(Source data)
- - -

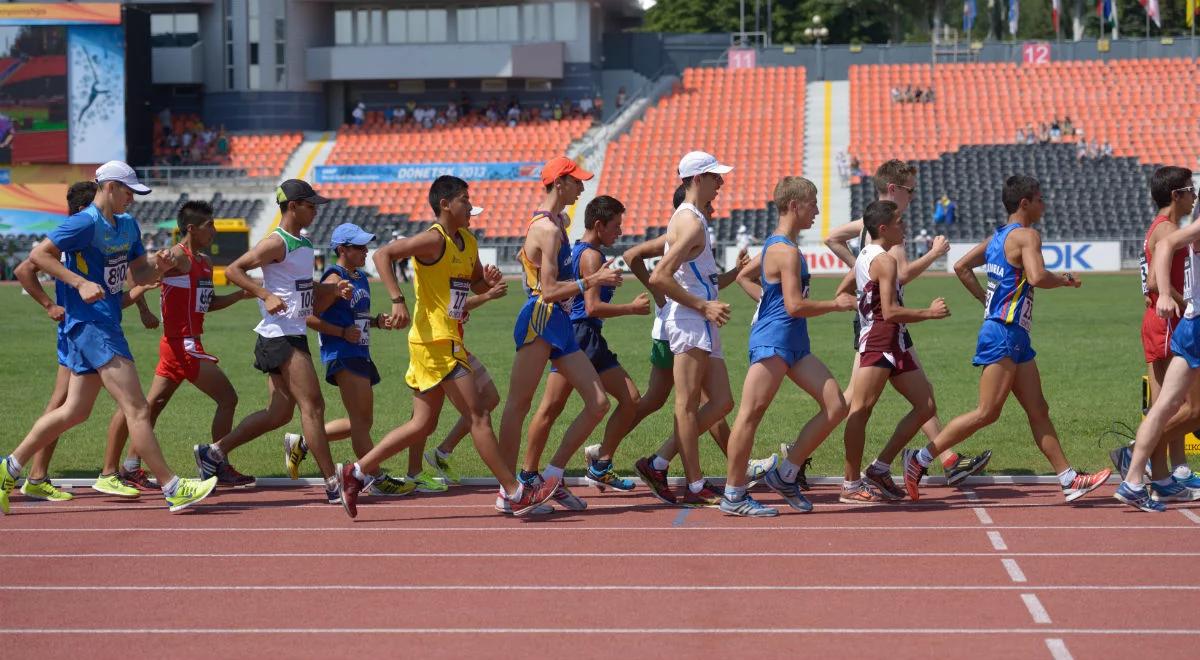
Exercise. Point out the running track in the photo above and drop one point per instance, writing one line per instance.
(996, 571)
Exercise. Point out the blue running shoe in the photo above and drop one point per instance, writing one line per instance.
(1139, 499)
(747, 507)
(791, 492)
(1173, 492)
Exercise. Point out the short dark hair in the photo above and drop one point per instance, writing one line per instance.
(681, 195)
(79, 196)
(196, 211)
(1167, 179)
(601, 209)
(877, 214)
(444, 187)
(1017, 187)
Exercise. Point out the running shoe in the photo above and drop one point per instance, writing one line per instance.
(190, 491)
(708, 496)
(881, 480)
(912, 473)
(565, 498)
(294, 453)
(1085, 484)
(427, 483)
(443, 466)
(391, 486)
(205, 463)
(1173, 492)
(349, 487)
(607, 479)
(138, 478)
(46, 491)
(1139, 499)
(114, 486)
(229, 478)
(966, 466)
(859, 495)
(655, 480)
(791, 492)
(747, 507)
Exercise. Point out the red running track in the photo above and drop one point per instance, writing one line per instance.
(999, 571)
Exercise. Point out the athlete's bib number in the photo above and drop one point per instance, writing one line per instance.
(304, 295)
(203, 295)
(117, 268)
(459, 291)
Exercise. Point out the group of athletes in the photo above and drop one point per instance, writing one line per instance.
(569, 295)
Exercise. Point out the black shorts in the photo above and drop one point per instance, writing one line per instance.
(270, 353)
(358, 366)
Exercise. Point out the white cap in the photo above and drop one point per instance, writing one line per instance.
(118, 171)
(700, 162)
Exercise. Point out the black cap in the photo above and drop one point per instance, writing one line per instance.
(294, 190)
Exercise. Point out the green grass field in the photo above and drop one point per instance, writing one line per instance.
(1087, 343)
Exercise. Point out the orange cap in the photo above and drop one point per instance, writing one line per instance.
(559, 166)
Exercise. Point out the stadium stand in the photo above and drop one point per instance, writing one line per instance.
(1137, 106)
(749, 118)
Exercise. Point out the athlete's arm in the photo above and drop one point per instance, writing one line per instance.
(912, 270)
(591, 262)
(748, 277)
(839, 240)
(885, 271)
(1029, 243)
(965, 270)
(268, 251)
(793, 288)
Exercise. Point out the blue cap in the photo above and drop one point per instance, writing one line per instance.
(349, 234)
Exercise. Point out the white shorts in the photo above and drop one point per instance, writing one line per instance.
(684, 335)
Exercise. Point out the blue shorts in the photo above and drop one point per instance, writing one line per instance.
(359, 366)
(594, 346)
(999, 341)
(89, 346)
(547, 321)
(1186, 341)
(760, 353)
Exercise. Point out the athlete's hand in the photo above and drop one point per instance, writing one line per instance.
(846, 303)
(90, 292)
(939, 309)
(641, 305)
(399, 316)
(274, 305)
(941, 246)
(717, 312)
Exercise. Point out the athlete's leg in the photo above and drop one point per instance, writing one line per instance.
(528, 365)
(553, 400)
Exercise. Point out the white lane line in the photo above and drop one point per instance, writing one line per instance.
(1014, 570)
(997, 541)
(551, 588)
(1036, 610)
(553, 555)
(1096, 631)
(1059, 649)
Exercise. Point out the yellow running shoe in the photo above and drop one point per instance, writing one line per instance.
(190, 491)
(114, 486)
(45, 490)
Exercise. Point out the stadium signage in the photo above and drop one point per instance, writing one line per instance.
(408, 173)
(1074, 256)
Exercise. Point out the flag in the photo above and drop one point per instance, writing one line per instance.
(1151, 7)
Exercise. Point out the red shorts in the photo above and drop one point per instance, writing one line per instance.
(899, 363)
(179, 359)
(1156, 336)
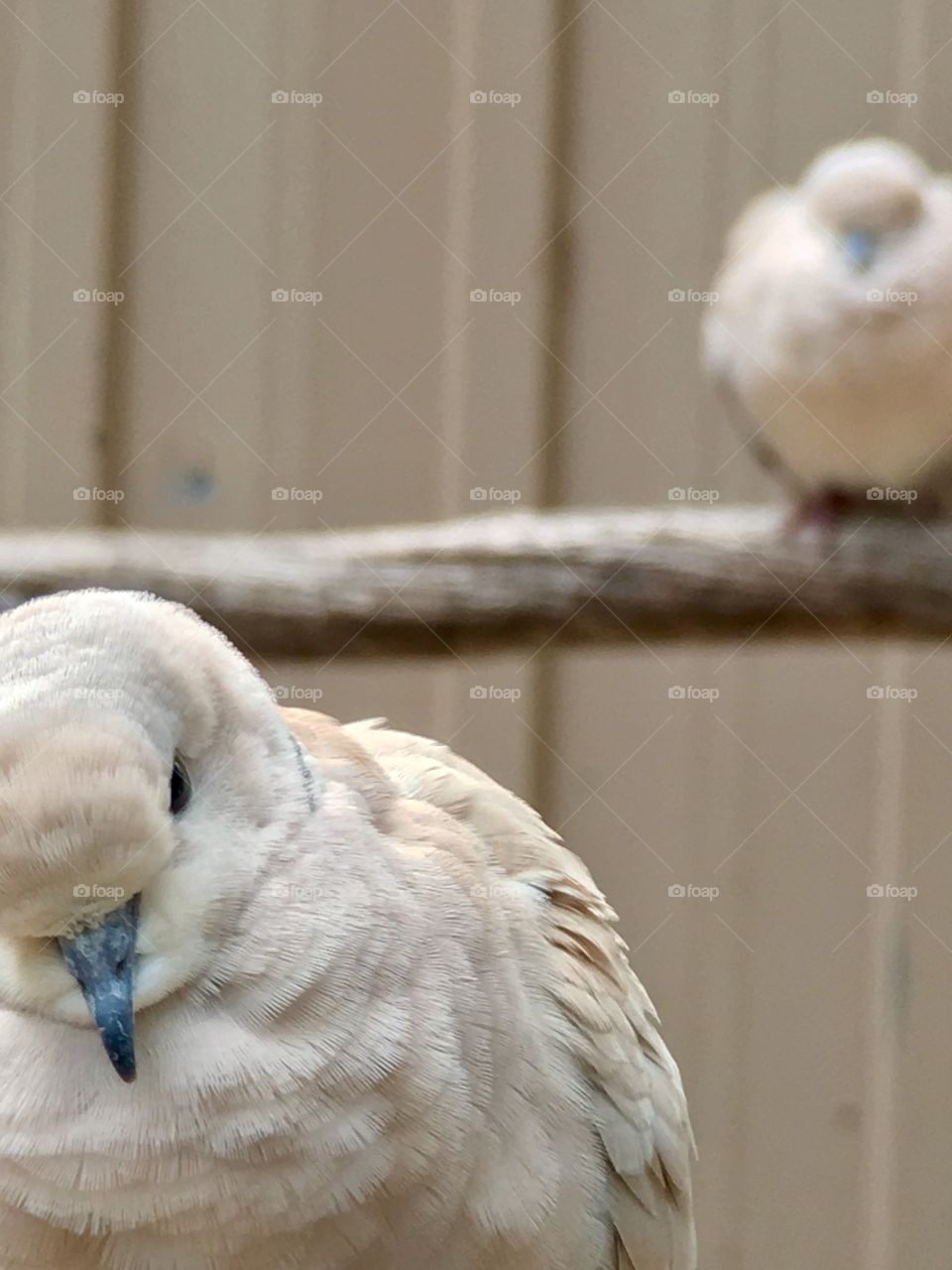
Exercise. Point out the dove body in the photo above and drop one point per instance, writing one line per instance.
(832, 335)
(381, 1016)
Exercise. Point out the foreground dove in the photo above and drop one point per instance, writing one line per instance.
(832, 335)
(357, 1007)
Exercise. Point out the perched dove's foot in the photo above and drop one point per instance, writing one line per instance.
(821, 512)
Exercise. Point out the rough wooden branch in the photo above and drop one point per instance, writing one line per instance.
(517, 578)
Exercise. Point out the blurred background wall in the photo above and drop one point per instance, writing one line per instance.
(382, 164)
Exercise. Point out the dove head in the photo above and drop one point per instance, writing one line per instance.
(867, 193)
(144, 774)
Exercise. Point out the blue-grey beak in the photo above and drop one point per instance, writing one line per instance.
(860, 246)
(100, 961)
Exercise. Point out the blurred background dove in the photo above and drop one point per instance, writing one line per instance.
(381, 1015)
(832, 335)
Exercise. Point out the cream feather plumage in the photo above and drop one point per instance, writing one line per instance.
(382, 1016)
(832, 334)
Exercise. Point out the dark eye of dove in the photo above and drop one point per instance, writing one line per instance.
(860, 246)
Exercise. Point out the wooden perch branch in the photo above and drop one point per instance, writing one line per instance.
(517, 578)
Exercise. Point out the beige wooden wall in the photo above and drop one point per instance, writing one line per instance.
(812, 1023)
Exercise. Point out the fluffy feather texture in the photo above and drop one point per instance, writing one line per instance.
(832, 338)
(382, 1014)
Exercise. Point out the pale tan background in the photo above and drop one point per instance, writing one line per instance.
(812, 1023)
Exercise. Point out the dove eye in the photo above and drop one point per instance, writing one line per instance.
(179, 788)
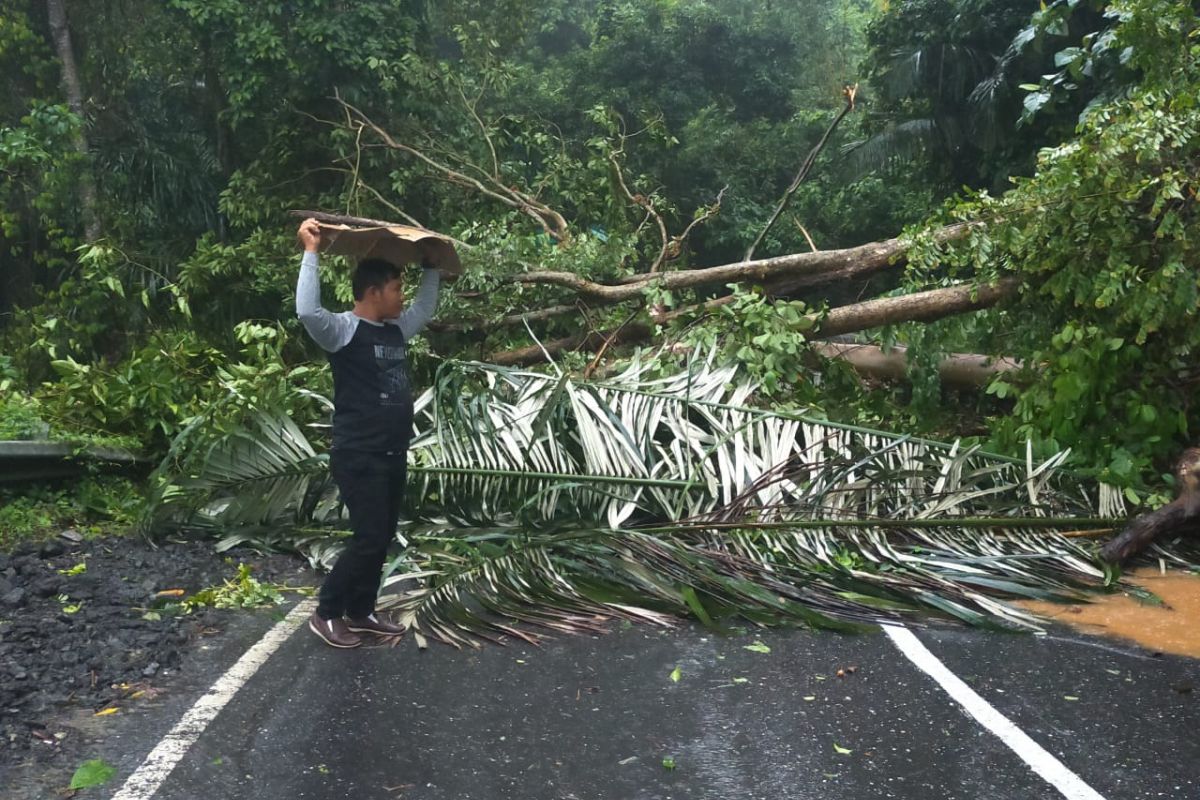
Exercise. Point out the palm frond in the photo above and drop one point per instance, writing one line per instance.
(543, 504)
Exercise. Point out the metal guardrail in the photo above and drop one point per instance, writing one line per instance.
(40, 459)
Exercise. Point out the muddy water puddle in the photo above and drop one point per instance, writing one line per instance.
(1173, 626)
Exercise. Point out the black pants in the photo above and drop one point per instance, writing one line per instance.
(372, 487)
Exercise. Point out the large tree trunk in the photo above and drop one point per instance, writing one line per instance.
(60, 31)
(1181, 516)
(918, 307)
(957, 370)
(922, 306)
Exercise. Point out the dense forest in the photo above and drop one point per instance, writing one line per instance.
(849, 198)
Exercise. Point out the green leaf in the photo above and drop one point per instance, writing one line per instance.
(91, 774)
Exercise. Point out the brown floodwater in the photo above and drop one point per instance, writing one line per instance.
(1168, 627)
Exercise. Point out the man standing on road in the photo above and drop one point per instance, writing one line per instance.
(372, 426)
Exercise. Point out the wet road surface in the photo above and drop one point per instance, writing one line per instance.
(757, 714)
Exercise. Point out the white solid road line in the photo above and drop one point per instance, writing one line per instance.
(162, 759)
(1069, 785)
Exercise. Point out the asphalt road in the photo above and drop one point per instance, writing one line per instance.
(761, 714)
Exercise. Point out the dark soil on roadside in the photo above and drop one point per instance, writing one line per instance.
(78, 642)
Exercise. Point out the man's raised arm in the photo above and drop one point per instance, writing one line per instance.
(323, 325)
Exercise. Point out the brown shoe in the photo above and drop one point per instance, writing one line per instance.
(334, 632)
(372, 624)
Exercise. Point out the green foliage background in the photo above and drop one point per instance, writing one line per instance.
(1068, 131)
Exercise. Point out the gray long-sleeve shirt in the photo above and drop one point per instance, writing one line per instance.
(334, 330)
(372, 390)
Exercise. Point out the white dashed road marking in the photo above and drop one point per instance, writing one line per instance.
(168, 752)
(1054, 771)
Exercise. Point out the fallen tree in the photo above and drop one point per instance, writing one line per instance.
(778, 276)
(1179, 516)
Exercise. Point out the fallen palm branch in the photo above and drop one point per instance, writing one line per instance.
(543, 504)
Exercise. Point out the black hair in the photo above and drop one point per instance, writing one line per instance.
(373, 272)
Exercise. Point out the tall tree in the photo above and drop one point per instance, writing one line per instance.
(60, 31)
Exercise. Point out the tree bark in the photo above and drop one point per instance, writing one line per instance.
(1181, 516)
(849, 94)
(922, 306)
(859, 260)
(60, 31)
(918, 307)
(957, 370)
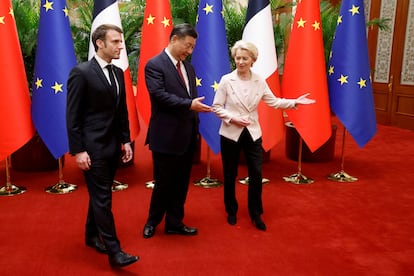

- - -

Reproduce without any change the stretch of items from the line containing "Exercise. Point out the yellow" through the line containing "(1074, 256)", including both of those lines.

Exercise. Point out the yellow running shoe in the photo above and drop one point per instance, writing one line per instance.
(190, 491)
(114, 486)
(45, 490)
Exercise. Point out the stadium signage in the photo above and drop one point per instance, writing one line per instance.
(408, 173)
(1074, 256)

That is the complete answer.